Exercise requirements
Your job is to return each record exactly, minus any pictures.

[[ Source information open ]]

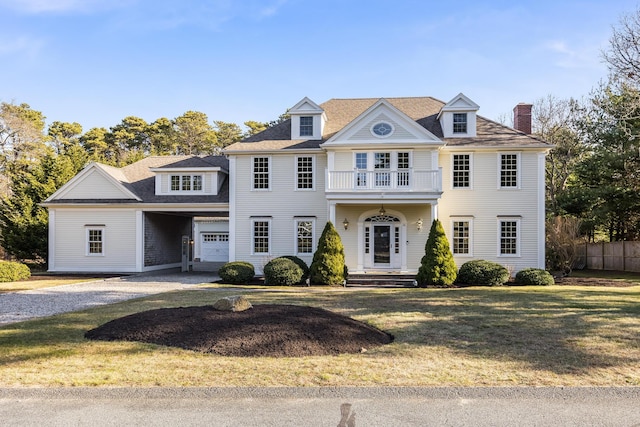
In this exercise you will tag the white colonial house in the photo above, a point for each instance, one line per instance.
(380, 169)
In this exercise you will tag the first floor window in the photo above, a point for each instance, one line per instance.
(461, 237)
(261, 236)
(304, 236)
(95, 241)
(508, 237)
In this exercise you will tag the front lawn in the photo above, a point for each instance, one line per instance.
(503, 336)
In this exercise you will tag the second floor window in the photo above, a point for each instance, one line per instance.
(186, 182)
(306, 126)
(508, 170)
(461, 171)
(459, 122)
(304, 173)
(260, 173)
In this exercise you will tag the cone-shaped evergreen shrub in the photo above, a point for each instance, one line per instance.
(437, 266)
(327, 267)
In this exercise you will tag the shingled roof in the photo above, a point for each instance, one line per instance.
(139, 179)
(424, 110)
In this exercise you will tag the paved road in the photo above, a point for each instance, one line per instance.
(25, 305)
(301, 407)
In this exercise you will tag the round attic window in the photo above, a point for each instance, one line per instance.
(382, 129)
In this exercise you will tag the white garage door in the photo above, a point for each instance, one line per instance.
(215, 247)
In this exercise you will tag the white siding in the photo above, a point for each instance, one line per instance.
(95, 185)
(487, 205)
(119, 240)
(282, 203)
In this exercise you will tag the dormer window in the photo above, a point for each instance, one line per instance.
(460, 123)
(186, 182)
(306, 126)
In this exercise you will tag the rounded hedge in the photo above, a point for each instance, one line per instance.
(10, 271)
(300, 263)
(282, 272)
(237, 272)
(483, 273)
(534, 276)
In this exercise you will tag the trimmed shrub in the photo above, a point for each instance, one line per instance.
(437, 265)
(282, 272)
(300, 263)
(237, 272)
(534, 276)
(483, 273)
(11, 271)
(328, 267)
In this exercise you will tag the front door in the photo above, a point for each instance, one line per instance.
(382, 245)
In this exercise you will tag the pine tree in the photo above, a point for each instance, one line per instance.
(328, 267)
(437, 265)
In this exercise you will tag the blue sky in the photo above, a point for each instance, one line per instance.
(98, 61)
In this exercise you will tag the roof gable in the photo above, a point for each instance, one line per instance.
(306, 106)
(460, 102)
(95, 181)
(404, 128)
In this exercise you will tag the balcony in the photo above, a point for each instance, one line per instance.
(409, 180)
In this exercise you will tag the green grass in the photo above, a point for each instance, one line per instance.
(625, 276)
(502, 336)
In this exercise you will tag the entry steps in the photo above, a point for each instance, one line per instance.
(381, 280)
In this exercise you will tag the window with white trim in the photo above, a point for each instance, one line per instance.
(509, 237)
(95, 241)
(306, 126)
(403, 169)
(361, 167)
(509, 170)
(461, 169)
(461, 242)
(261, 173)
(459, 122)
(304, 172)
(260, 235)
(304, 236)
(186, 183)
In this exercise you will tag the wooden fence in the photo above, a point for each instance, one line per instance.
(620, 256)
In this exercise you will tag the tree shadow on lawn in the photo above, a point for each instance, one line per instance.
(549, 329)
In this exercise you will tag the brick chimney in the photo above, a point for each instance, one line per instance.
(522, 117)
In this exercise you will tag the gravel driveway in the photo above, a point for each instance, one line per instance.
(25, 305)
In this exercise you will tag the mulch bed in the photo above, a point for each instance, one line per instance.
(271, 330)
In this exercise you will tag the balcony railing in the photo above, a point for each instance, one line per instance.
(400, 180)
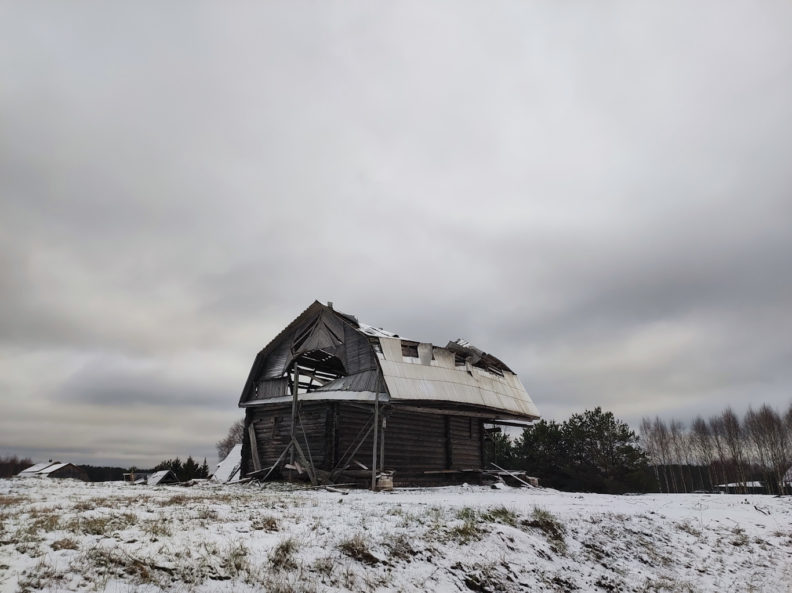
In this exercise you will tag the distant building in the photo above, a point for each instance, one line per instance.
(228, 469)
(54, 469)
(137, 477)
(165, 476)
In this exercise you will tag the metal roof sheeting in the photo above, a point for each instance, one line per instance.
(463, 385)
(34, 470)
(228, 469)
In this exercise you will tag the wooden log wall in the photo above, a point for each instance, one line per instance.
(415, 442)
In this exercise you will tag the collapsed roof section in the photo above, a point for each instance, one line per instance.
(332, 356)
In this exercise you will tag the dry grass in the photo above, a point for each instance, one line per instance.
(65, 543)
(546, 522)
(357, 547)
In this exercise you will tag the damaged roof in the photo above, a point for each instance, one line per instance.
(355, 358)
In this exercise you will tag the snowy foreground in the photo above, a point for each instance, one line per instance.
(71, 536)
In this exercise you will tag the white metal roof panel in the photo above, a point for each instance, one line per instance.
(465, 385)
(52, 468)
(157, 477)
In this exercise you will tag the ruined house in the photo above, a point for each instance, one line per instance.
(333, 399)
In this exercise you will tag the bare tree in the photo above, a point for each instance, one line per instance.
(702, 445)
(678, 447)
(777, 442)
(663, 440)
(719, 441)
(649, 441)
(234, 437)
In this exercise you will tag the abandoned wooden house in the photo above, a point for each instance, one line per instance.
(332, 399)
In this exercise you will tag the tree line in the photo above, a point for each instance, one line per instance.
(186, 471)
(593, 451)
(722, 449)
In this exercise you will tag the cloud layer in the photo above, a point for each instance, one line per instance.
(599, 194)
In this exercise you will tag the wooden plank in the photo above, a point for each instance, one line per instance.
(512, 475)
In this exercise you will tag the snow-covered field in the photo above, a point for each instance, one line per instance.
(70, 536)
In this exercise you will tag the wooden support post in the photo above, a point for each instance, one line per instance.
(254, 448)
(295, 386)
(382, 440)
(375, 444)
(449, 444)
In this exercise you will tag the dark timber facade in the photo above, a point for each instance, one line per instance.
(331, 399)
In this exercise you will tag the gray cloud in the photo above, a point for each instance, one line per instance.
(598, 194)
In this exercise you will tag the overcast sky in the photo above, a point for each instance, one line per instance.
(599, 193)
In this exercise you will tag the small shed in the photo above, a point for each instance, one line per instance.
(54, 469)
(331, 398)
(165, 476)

[[ Source information closed ]]

Response box
In this exercise you will tag the white colonial house in the photo above, a point for each instance, one line per instance.
(380, 169)
In this exercise you will tag the first floor window in the photo above, a point for each instance, one line per instance.
(461, 237)
(261, 236)
(304, 236)
(95, 241)
(508, 237)
In this exercise you will tag the front lawn in the photo above, a point for each instance, one line per instance.
(503, 336)
In this exercise you will tag the second floor window in the photo above, a point for each instance, one line per instance.
(186, 182)
(306, 126)
(508, 170)
(461, 171)
(459, 122)
(304, 173)
(260, 173)
In this exercise you will tag the cone-shaped evergreen shrub in the photo above, a point for each instance, one line per instance.
(437, 266)
(327, 267)
In this exercise you will tag the shingled roof in the photo above, a point for each instance, one line per instance.
(139, 179)
(424, 110)
In this exercise you will tag the paved road in the photo above, a point for each instance, one line per instance.
(25, 305)
(301, 407)
In this exercise you will tag the round attic window in the photo above, a point for each instance, one line per instance.
(382, 129)
In this exercise you will tag the white garage door in the photo above, a point for each instance, one line per instance.
(215, 247)
In this exercise you will tag the white siding in the photo above, a point for each instance, one line per instance.
(95, 185)
(487, 205)
(119, 240)
(282, 203)
In this exercise you will tag the dormer window in the photo above, a point for each instance, one line per instance.
(460, 123)
(186, 182)
(306, 126)
In this exercise you will tag the rounded hedge in the photo above, a point for each instance, one line per instance.
(10, 271)
(300, 263)
(282, 272)
(237, 272)
(483, 273)
(534, 276)
In this exercise you will tag the trimmed shrub in the photo above, a point for each instance, one line per instance.
(437, 265)
(282, 272)
(300, 263)
(237, 272)
(534, 276)
(483, 273)
(11, 271)
(328, 267)
In this exercise you will tag the front door in the photo above, a point for each instance, one line per instance.
(382, 245)
In this exercise you will tag the pine tree in the photo above, a point for each instance, one line per instance.
(328, 267)
(437, 265)
In this exercise you will tag the blue sky in the photo above, a point for each instance, one line per instance.
(98, 61)
In this exercise you will tag the roof gable in the photo above, a point for each instance, one line per instance.
(306, 106)
(460, 102)
(95, 181)
(404, 128)
In this exercise you will tag the balcony in the photo above, a point for each instance, one line per instance.
(409, 180)
In this exercise you will tag the green grass in the photo above, a point for each instance, one line per instance.
(625, 276)
(502, 336)
In this exercise you will tag the entry steps in the photo above, a point for each instance, one line per instance.
(381, 280)
In this exercise you will tag the window with white trim in the photo above, a point for each instance, one line per instance.
(509, 237)
(95, 241)
(306, 126)
(403, 169)
(361, 167)
(509, 170)
(461, 169)
(461, 242)
(261, 173)
(459, 122)
(304, 172)
(260, 235)
(304, 236)
(186, 183)
In this exercise you will tag the wooden fence in the photo above, a point for each instance, one line per instance.
(620, 256)
In this exercise you will tag the tree shadow on lawn in the photo above, a point for each instance, one line per instance.
(549, 329)
In this exercise you will tag the brick chimney in the photo above, a point for each instance, one line per instance.
(522, 117)
In this exercise you will tag the gravel driveway in the photo above, a point for each instance, one line per instance.
(25, 305)
In this exercise you will tag the mulch bed in the photo above, a point for each instance, one line per instance.
(271, 330)
In this exercise you will tag the balcony railing in the photo above, a point for each instance, one line per instance.
(400, 180)
In this exercise you will tag the distant building in the photo above, a point for each instance, one line per instance.
(228, 469)
(54, 469)
(137, 477)
(165, 476)
In this exercise you will tag the metal roof sheeting in the photo above, a point for each instance, one line per instance.
(463, 385)
(34, 470)
(228, 469)
In this exercise you will tag the wooden log wall in the photo above, a point for each instance, one line per instance.
(415, 442)
In this exercise you will tag the collapsed roof section in the photo above, a point for each instance, one line per instance.
(332, 356)
In this exercise you will tag the dry grass in the photo above, a point for each instance, one line per instance.
(65, 543)
(546, 522)
(357, 547)
In this exercise you will tag the damaged roof in the photo above, a point for each instance, one line per instance.
(355, 358)
In this exercise you will tag the snowy foreground in the photo above, a point for each instance, one line per instance.
(71, 536)
In this exercise you will tag the white metal roof panel in the photo above, a point for each instance, one line per instance.
(465, 385)
(52, 468)
(157, 477)
In this exercise you will tag the ruined house in the photo above, a point for each instance, one line per instance.
(333, 399)
In this exercise you will tag the bare tree in the photo above, a point for each instance, one line per instance.
(702, 445)
(678, 447)
(777, 442)
(663, 440)
(719, 441)
(649, 441)
(234, 437)
In this exercise you will tag the abandoned wooden house in the photo above, a point for each instance, one line per instance.
(332, 399)
In this exercise you will tag the tree line in the photo above, a point for each instance, one line per instance.
(186, 471)
(593, 451)
(722, 449)
In this exercise you will tag the cloud layer in the photo above, a point for each instance, one line per instance.
(599, 194)
In this exercise you will tag the wooden plank in the photo above, a point for each instance, one line per instance.
(512, 475)
In this exercise you will tag the snow-covered field in the photo above, a point for each instance, one line per instance.
(70, 536)
In this exercise you will tag the wooden support post in the photo above, a point for each instance, one line per instance.
(254, 448)
(295, 386)
(382, 440)
(375, 444)
(449, 444)
In this exercise you will tag the dark timber facade in the photo above, a point for each instance, one line per instance.
(331, 399)
In this exercise you will tag the gray cloud in the photo above, a point for each instance, one line per instance.
(598, 194)
In this exercise you will tag the overcast sky in the photo above, a point for each instance, one line per instance.
(599, 193)
In this exercise you will tag the small shed in the photo above, a point for each instance, one line per instance.
(54, 469)
(331, 398)
(165, 476)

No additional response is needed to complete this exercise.